(Collection entries)

○ ○ ○ ○ ○

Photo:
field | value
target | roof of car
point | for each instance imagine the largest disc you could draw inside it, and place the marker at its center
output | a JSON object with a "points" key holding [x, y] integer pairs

○ ○ ○ ○ ○

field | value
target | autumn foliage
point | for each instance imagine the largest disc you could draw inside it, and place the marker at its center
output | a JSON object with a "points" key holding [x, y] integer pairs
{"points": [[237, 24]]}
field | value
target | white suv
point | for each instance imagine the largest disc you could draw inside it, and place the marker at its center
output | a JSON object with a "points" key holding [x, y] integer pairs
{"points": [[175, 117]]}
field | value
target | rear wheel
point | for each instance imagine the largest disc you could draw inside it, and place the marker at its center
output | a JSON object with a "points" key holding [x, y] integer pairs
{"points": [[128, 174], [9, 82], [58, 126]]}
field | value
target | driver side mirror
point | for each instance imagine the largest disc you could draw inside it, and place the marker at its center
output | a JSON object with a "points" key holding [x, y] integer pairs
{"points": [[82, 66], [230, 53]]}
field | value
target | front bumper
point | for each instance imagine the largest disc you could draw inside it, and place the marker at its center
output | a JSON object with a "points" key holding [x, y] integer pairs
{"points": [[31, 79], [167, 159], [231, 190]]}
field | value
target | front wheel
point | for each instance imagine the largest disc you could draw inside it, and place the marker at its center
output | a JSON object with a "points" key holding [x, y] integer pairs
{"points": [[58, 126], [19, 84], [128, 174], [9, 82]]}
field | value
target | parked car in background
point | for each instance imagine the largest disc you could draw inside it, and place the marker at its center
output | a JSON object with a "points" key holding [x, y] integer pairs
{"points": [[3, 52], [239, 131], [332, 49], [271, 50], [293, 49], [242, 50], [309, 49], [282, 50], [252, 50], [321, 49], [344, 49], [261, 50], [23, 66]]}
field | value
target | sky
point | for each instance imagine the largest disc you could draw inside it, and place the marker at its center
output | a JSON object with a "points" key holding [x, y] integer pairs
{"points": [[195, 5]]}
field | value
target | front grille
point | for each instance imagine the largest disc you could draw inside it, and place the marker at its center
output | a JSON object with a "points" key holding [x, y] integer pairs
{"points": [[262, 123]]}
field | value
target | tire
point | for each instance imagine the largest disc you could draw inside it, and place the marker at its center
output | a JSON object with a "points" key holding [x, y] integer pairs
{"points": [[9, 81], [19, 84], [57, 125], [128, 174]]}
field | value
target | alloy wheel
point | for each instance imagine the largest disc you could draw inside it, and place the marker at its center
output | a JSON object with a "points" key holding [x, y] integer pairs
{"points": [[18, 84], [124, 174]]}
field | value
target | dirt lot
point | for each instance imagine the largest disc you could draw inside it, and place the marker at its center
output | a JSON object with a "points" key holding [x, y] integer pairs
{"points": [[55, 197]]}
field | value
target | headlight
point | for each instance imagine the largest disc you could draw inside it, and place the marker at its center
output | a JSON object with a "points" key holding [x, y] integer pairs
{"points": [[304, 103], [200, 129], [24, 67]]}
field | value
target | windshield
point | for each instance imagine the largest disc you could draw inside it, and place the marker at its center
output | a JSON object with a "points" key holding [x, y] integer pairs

○ ○ ○ ○ ○

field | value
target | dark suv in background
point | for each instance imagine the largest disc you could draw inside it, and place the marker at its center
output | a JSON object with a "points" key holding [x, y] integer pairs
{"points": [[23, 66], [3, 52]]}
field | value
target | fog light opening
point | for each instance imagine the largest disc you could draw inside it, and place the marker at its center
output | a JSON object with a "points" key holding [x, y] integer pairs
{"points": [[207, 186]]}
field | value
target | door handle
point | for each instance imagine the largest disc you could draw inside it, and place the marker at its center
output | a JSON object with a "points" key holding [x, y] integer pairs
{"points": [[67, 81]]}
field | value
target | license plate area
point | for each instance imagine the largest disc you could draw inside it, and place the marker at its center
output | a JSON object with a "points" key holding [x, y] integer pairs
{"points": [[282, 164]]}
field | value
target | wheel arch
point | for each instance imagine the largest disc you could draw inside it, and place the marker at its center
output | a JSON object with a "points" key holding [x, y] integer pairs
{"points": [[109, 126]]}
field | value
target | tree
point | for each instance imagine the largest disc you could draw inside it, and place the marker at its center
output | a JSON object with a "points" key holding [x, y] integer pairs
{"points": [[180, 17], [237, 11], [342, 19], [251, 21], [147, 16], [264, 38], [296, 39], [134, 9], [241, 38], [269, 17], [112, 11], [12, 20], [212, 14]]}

○ ○ ○ ○ ○

Gather every line of the data above that contains the string "front", treating uppercase and lowercase letters as distinct.

target | front bumper
target | front wheel
target | front grille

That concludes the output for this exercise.